| WHAT TO WORK ON |
The answer must consist of every line in the records below that contains the string "locate".

| DATA FOR ANALYSIS |
---

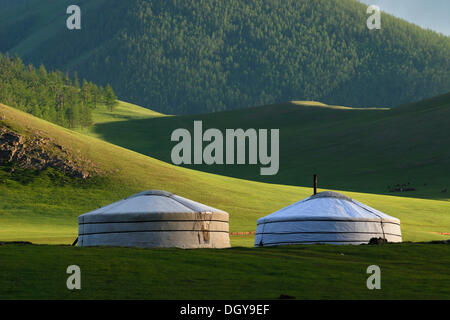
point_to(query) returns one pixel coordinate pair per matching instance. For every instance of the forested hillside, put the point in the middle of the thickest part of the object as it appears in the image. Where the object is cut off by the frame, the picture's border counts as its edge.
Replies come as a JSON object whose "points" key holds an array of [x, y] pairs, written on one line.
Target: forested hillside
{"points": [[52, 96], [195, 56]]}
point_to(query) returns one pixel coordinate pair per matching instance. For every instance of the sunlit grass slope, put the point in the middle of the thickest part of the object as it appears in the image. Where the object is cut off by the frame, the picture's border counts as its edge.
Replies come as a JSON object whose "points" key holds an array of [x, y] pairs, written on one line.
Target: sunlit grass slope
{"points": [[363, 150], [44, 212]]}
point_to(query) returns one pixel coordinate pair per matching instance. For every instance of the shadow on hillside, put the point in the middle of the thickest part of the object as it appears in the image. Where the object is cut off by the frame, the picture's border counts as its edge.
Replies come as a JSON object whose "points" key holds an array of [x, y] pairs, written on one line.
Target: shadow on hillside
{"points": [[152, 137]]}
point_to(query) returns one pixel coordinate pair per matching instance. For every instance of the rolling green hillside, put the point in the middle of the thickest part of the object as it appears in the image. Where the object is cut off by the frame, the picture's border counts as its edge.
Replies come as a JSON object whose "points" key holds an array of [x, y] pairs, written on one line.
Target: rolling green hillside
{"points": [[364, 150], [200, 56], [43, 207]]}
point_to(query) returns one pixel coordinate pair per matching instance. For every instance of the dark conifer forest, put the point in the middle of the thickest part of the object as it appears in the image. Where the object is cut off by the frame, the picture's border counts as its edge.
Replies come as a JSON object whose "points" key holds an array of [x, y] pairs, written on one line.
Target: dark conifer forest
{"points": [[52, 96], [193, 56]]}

---

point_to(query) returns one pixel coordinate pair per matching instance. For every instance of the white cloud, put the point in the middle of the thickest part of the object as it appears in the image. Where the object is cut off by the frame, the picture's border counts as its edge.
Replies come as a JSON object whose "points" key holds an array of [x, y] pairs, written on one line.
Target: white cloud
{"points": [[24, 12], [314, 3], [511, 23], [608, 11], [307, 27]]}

---

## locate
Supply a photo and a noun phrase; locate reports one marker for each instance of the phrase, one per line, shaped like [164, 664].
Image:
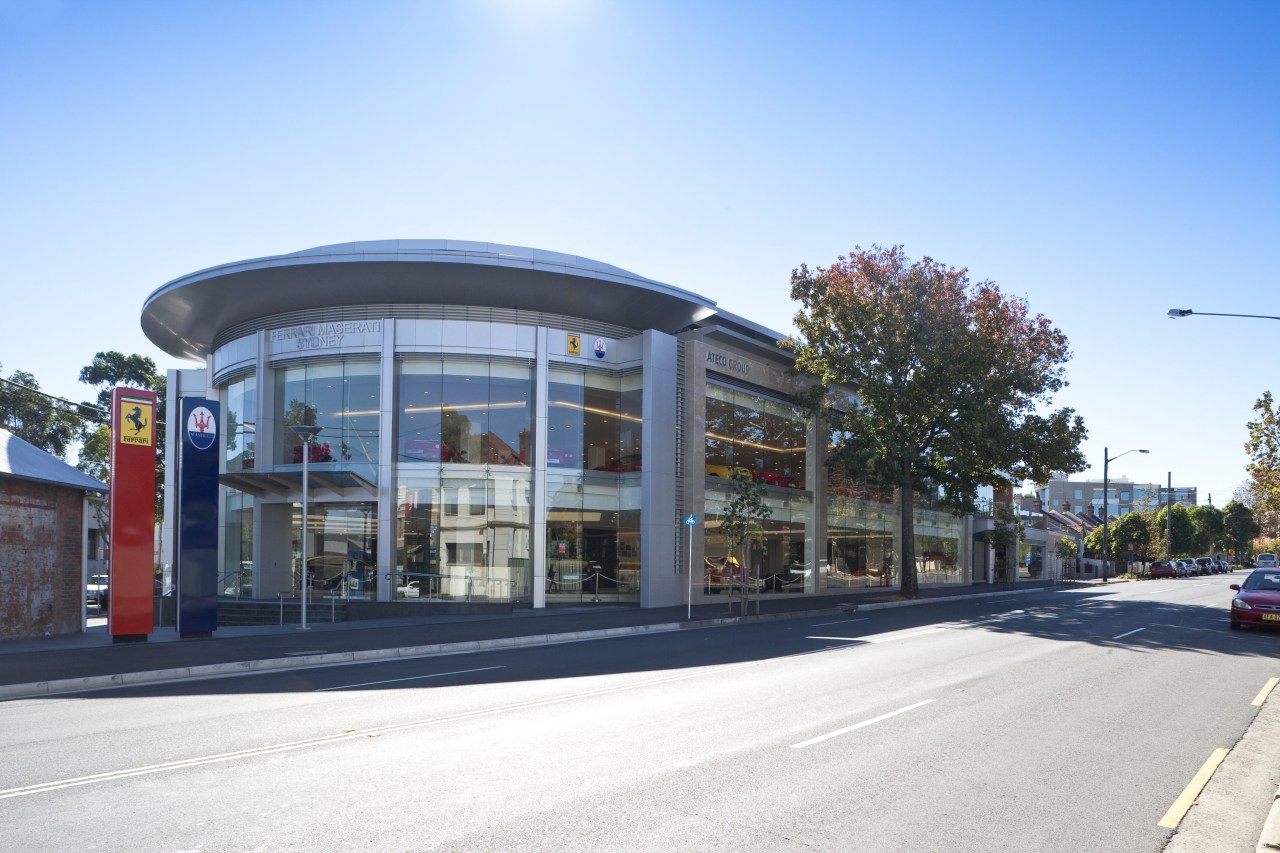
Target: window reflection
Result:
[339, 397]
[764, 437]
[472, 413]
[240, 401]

---

| SOLUTION |
## locate
Supply a photo and a noun phrase; locate reports one marker for each instance of the phrase, one per line, shaped like [164, 664].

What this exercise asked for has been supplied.